(TASK TO COMPLETE) Translate this sentence from the Robert Rhodes James biography below into Spanish: "Between 1955 and 1964, Rhodes James worked in the Clerk's Department of the House of Commons, first as a Clerk and then, from 1961, as a Senior Clerk."

--- BEGIN EXCERPTED PASSAGE ---

= Robert Rhodes James =

British historian and Conservative politician

Sir Robert Vidal Rhodes James (10 April 1933 – 20 May 1999) was a British historian and Conservative Member of Parliament. Born in India, he was educated in England and attended the University of Oxford. From 1955 to 1964, he was a clerk of the House of Commons. He meanwhile wrote a number of biographical and historical books. He then moved to academia and had been elected a Fellow of All Souls College, Oxford in 1965. He was Director of the Institute for the Study of International Organisation at the University of Sussex (1968–1973) and then Principal Officer in the Executive Office of the Secretary General of the United Nations (1973–1976). He moved from behind the scenes by being elected Member of Parliament (MP) for Cambridge in the 1976 by-election. He spent most of his parliamentary career on the backbenches, apart from serving as a Parliamentary Private Secretary at the Foreign Office (1979–1982). He was knighted in 1991 and stepped down as an MP the following year. During his time as an MP, he continued to publish multiple books and maintained his academic standing through visiting professorships and his Oxford fellowship.

From 1991 to his death, he was a Fellow of Wolfson College, Cambridge.

== Family and early life ==

Rhodes James was born in India as the third son of Colonel William James and Violet (Rhodes) James. His father's cousin was the ghost-story writer M. R. James and the family had links to clergy, lawyers, diplomats, soldiers and sailors who had served across the British Empire. Two older brothers, William and Richard, served in Burma with the Gurkhas and later became schoolteachers. Richard produced several books, including Chindit which chronicled his wartime experiences.

His sister, Iris, also became a writer, as an historian and translator of Gaelic and Assamese folk tales. Having begun his education in private schools in India, Rhodes James travelled to England to attend Sedbergh School and then Worcester College, Oxford. In 1956, he married Angela Robertson. They had four daughters.

== Early career ==
Between 1955 and 1964, Rhodes James worked in the Clerk's Department of the House of Commons, first as a Clerk and then, from 1961, as a Senior Clerk. During this time, his first book, a biography of Lord Randolph Churchill, was published in 1959. His next book, An Introduction to the House of Commons (1961) was awarded the John Llewellyn Rhys Prize. He wrote Rosebery (1964), a biography of Archibald Primrose, 5th Earl of Rosebery and Gallipoli (published 1965), a reappraisal of the ill-fated Gallipoli Campaign. He then became a fellow of All Souls College in Oxford. There, having left his Commons post in 1964, he engaged full-time in researching the papers of J. C. C. Davidson from 1965 to 1968.

In 1968, he became Director of the Institute for the Study of International Organisation at the University of Sussex, before moving to work as Principal Officer in the Executive Office of the then Secretary General of the United Nations, Kurt Waldheim, in 1973. While at Sussex, he wrote a revisionist biography of Winston Churchill's years between 1900 and 1939 which argued that there were substantial reasons for Churchill's judgement to be questioned by his contemporaries. He also edited eight volumes of Churchill's speeches (published 1974).

--- END EXCERPTED PASSAGE ---
--- BEGIN RAW RECORDS ---

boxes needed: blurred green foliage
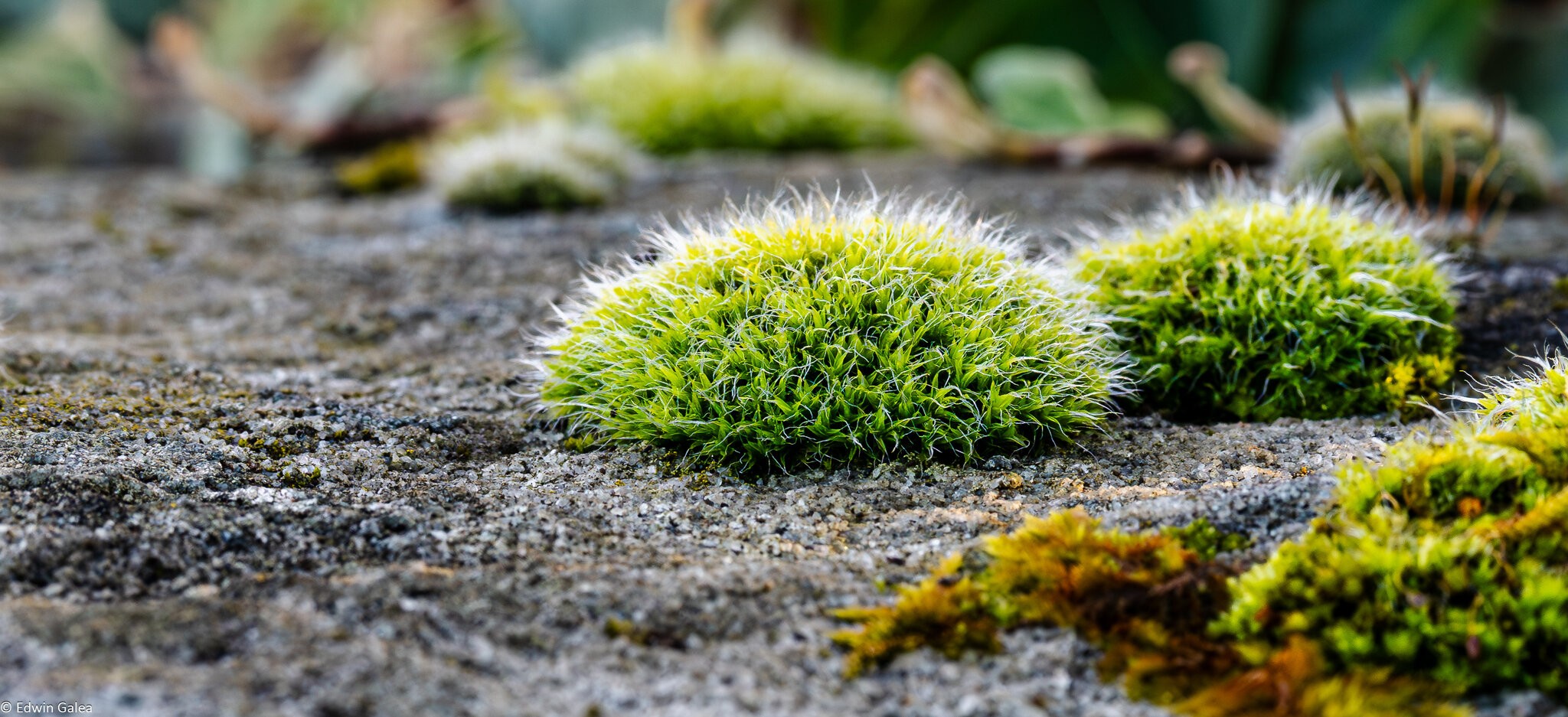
[799,0,1498,124]
[974,45,1170,138]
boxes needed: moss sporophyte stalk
[836,359,1568,717]
[1076,180,1459,421]
[540,193,1122,471]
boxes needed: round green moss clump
[1215,359,1568,699]
[431,121,636,213]
[541,196,1119,470]
[1279,90,1553,207]
[570,44,908,153]
[1077,183,1459,421]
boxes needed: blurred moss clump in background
[974,47,1171,138]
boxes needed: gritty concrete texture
[0,155,1568,717]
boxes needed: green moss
[332,142,425,194]
[1279,90,1553,207]
[433,121,636,213]
[1162,518,1253,560]
[836,357,1568,717]
[1217,359,1568,698]
[541,190,1119,471]
[570,44,908,153]
[1077,183,1459,421]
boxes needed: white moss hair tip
[525,186,1129,468]
[1068,171,1436,252]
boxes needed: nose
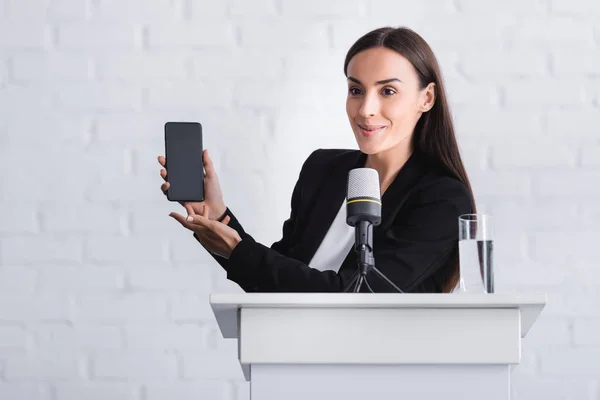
[359,94,379,117]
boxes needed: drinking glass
[458,214,494,293]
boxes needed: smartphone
[165,122,204,202]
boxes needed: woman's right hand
[158,150,227,221]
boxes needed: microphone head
[346,168,381,226]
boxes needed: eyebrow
[348,76,402,86]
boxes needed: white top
[308,199,355,271]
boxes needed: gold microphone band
[346,199,381,205]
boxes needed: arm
[221,178,471,292]
[194,150,319,282]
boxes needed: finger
[185,209,211,229]
[183,203,195,217]
[203,150,217,177]
[169,212,191,229]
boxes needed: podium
[210,293,546,400]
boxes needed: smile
[358,125,387,137]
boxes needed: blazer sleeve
[211,168,471,292]
[193,150,320,292]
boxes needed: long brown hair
[344,27,476,292]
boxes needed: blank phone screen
[165,122,204,201]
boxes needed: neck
[365,142,414,195]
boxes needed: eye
[348,87,360,96]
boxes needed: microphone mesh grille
[347,168,381,200]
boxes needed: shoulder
[302,149,360,174]
[414,173,474,214]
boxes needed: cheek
[384,98,416,125]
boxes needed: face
[346,47,434,154]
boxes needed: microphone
[343,168,404,293]
[346,168,381,251]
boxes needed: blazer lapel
[374,149,425,233]
[297,150,366,264]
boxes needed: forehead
[347,47,417,85]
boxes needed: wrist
[216,204,227,222]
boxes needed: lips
[358,125,387,137]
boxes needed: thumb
[204,150,217,177]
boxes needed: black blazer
[197,149,472,293]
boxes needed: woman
[159,27,475,293]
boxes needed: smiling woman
[159,27,476,292]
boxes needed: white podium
[210,293,546,400]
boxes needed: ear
[419,82,435,112]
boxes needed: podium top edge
[210,293,547,308]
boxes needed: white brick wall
[0,0,600,400]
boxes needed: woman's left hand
[169,205,242,259]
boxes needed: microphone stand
[343,221,404,293]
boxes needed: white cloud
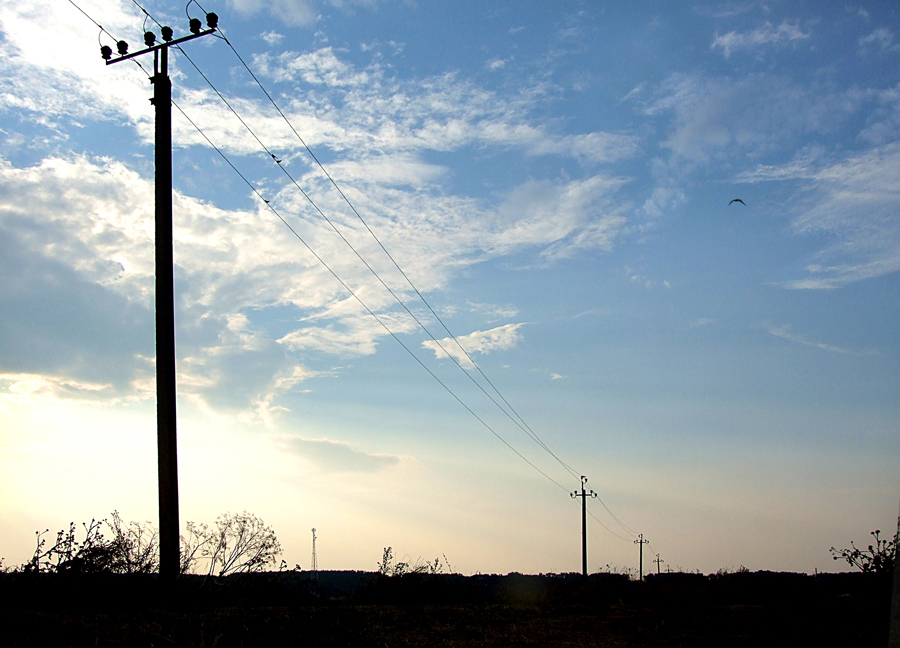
[260,31,284,47]
[712,20,810,58]
[279,436,401,473]
[741,143,900,289]
[766,325,850,353]
[422,323,523,369]
[859,27,897,52]
[636,74,868,163]
[229,0,316,27]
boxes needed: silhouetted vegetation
[0,513,891,648]
[14,511,281,577]
[830,529,900,574]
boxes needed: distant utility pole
[888,498,900,648]
[569,475,597,576]
[634,533,650,580]
[100,13,219,581]
[312,529,319,584]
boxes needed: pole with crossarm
[100,13,219,581]
[569,475,597,576]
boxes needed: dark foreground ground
[0,572,891,648]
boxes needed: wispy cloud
[766,325,851,353]
[859,27,900,52]
[229,0,316,27]
[422,323,523,369]
[741,143,900,289]
[711,20,810,58]
[280,436,401,473]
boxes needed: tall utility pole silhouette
[100,13,219,581]
[634,533,650,580]
[312,529,319,584]
[569,475,597,576]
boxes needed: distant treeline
[0,570,891,607]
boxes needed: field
[0,572,891,648]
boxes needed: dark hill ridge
[0,571,891,648]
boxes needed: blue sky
[0,0,900,573]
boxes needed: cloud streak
[422,323,523,369]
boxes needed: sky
[0,0,900,574]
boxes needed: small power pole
[634,533,650,581]
[888,496,900,648]
[312,529,319,585]
[100,13,219,582]
[569,475,597,577]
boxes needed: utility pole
[888,496,900,648]
[569,475,597,577]
[634,533,650,581]
[100,13,219,582]
[312,529,319,585]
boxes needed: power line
[69,0,602,498]
[190,0,579,484]
[173,38,577,484]
[172,100,568,492]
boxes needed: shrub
[19,511,281,576]
[192,511,281,576]
[829,529,900,574]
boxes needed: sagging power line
[70,0,652,570]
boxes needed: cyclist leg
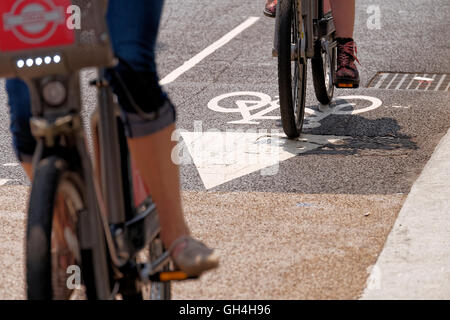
[330,0,359,85]
[107,0,218,275]
[5,79,36,180]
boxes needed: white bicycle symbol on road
[208,91,383,128]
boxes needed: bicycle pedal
[272,48,278,58]
[336,83,359,89]
[150,271,197,282]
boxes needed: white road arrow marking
[181,132,348,189]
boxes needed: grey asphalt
[0,0,450,299]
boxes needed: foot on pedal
[334,38,359,89]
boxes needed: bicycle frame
[0,0,170,299]
[273,0,335,59]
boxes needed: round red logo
[3,0,66,44]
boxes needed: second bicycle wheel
[275,0,307,138]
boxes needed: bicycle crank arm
[149,271,198,282]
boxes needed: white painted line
[386,73,398,89]
[178,130,349,189]
[405,73,417,90]
[395,74,408,90]
[434,74,447,91]
[414,73,434,81]
[425,75,436,91]
[362,130,450,300]
[159,17,259,85]
[375,73,388,89]
[3,163,19,167]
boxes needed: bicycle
[273,0,337,139]
[0,0,192,300]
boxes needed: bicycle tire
[26,156,106,300]
[275,0,307,139]
[311,41,336,104]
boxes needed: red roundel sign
[0,0,74,51]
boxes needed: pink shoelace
[338,41,361,67]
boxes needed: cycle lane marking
[159,17,260,85]
[176,91,382,189]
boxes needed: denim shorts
[6,0,175,161]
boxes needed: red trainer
[334,39,359,88]
[263,0,277,18]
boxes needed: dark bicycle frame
[273,0,336,59]
[0,0,174,299]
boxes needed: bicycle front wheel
[26,156,108,300]
[275,0,307,138]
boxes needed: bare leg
[21,162,33,181]
[128,125,189,248]
[330,0,355,38]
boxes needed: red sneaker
[263,0,277,18]
[334,39,359,88]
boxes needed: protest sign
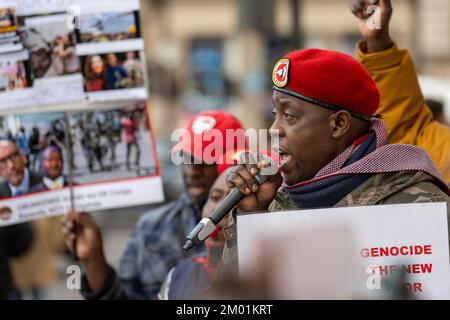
[0,103,164,226]
[0,0,148,112]
[0,0,164,226]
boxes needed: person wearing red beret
[349,0,450,183]
[223,41,450,273]
[63,110,245,300]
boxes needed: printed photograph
[0,8,17,33]
[0,59,31,92]
[0,103,157,198]
[21,16,81,79]
[77,12,140,43]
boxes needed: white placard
[76,38,144,56]
[0,176,164,227]
[237,203,450,299]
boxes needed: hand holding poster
[237,203,450,299]
[0,0,164,227]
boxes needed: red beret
[272,49,380,120]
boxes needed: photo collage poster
[0,0,164,226]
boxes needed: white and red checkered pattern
[290,120,450,194]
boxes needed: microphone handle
[209,188,245,225]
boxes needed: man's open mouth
[278,148,292,169]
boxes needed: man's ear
[19,151,27,165]
[330,110,352,139]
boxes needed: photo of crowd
[77,12,139,43]
[0,104,156,196]
[0,60,29,92]
[21,18,80,79]
[81,51,144,92]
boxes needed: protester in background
[123,52,144,88]
[158,168,231,300]
[349,0,450,183]
[106,53,129,89]
[84,55,114,92]
[11,217,64,300]
[425,99,449,126]
[224,49,450,274]
[158,150,279,300]
[0,140,42,299]
[0,222,33,300]
[120,114,141,170]
[63,111,245,299]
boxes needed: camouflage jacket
[223,171,450,275]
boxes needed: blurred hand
[62,212,108,291]
[227,154,283,212]
[349,0,392,53]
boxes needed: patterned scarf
[283,120,450,208]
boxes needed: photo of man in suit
[0,140,42,198]
[42,146,69,190]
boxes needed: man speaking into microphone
[223,49,449,273]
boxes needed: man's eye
[284,113,295,121]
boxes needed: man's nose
[190,164,203,176]
[6,159,15,170]
[269,120,285,137]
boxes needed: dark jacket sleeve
[7,223,33,257]
[80,266,133,300]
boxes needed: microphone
[183,173,267,251]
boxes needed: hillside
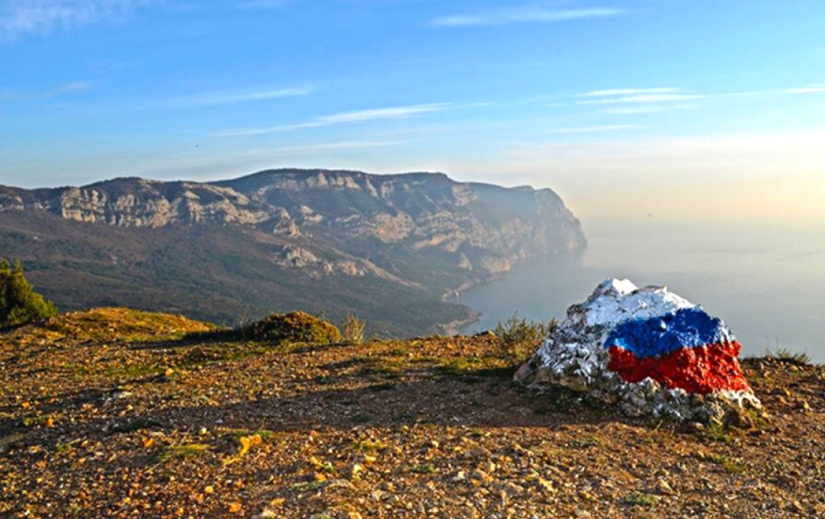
[0,309,825,519]
[0,170,586,336]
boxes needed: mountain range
[0,169,586,336]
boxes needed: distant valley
[0,170,586,336]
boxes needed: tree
[0,259,57,329]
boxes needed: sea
[457,218,825,362]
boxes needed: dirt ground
[0,310,825,519]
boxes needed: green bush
[0,259,57,329]
[239,312,341,344]
[493,312,558,363]
[344,314,367,344]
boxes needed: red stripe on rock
[607,342,750,395]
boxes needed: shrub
[344,314,367,344]
[493,312,558,363]
[239,312,341,344]
[0,259,57,329]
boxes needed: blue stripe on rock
[604,308,733,358]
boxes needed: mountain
[0,169,586,335]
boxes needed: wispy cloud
[0,81,92,101]
[576,94,706,105]
[576,87,682,97]
[602,105,676,115]
[169,86,314,105]
[549,124,647,135]
[237,0,290,9]
[785,84,825,94]
[430,7,628,27]
[0,0,163,42]
[215,103,452,137]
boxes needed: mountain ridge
[0,169,586,334]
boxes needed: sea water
[457,218,825,362]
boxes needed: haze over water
[458,217,825,362]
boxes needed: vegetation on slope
[0,259,57,330]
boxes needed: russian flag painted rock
[515,279,761,421]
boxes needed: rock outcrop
[0,170,586,282]
[0,169,586,336]
[515,279,761,421]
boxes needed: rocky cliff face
[0,170,586,280]
[0,170,586,336]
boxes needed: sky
[0,0,825,225]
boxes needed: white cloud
[430,7,627,27]
[215,103,452,137]
[549,124,646,135]
[0,0,162,41]
[602,105,672,115]
[576,87,682,97]
[576,94,706,105]
[785,85,825,94]
[238,0,290,9]
[171,87,313,105]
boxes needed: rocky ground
[0,310,825,519]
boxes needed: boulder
[515,279,761,422]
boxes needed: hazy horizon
[0,0,825,225]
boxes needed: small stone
[350,463,365,479]
[501,482,524,497]
[656,479,676,496]
[472,469,493,484]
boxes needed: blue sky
[0,0,825,222]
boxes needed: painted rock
[515,279,761,421]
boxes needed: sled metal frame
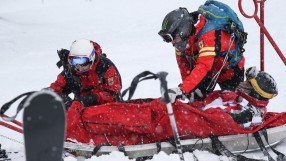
[238,0,286,71]
[64,125,286,158]
[0,114,23,134]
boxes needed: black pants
[192,66,244,100]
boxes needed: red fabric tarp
[66,94,286,145]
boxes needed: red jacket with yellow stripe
[50,42,122,104]
[176,15,245,93]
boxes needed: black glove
[77,94,97,107]
[58,93,73,111]
[57,49,70,68]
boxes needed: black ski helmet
[246,67,278,100]
[158,7,193,42]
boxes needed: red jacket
[50,42,122,104]
[176,15,245,93]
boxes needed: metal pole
[238,0,286,65]
[259,0,265,71]
[0,121,23,134]
[156,72,185,161]
[166,103,185,161]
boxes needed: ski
[23,90,65,161]
[64,125,286,158]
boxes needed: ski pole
[156,72,185,161]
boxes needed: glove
[168,88,183,103]
[57,93,73,111]
[77,94,97,107]
[189,89,204,102]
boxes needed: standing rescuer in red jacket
[158,8,245,102]
[50,39,122,108]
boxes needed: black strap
[262,128,286,161]
[210,135,261,161]
[253,128,286,161]
[156,142,162,153]
[122,71,158,100]
[117,145,128,156]
[253,131,274,161]
[0,91,36,121]
[91,144,110,155]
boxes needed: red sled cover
[66,92,286,146]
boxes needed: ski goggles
[158,30,174,43]
[68,50,96,66]
[68,56,91,66]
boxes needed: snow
[0,0,286,161]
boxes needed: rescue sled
[64,71,286,158]
[64,125,286,158]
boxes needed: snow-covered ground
[0,0,286,161]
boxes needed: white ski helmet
[68,39,97,70]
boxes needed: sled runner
[1,90,65,161]
[64,125,286,158]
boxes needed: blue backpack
[197,0,247,68]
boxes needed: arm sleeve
[176,49,191,80]
[50,74,66,93]
[92,66,122,104]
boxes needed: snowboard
[23,90,65,161]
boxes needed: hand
[77,94,97,107]
[168,88,183,103]
[57,93,73,110]
[189,89,204,102]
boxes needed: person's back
[159,4,245,102]
[50,40,122,107]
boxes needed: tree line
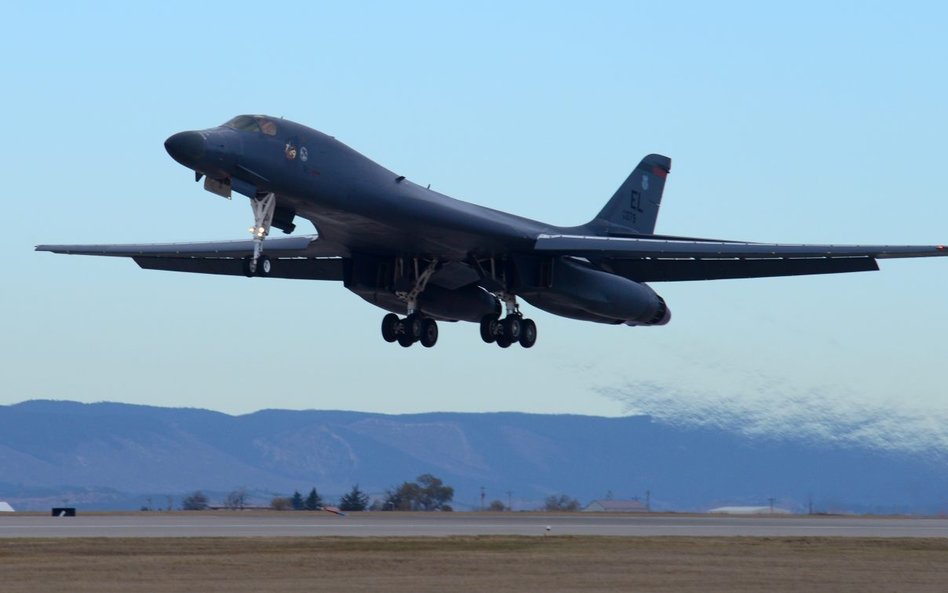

--- END RAW RECORDS ---

(RIGHT ANSWER) Entre 1955 y 1964, Rhodes James trabajó en el Departamento del Secretario de la Cámara de los Comunes, primero como secretario y luego, a partir de 1961, como secretario principal.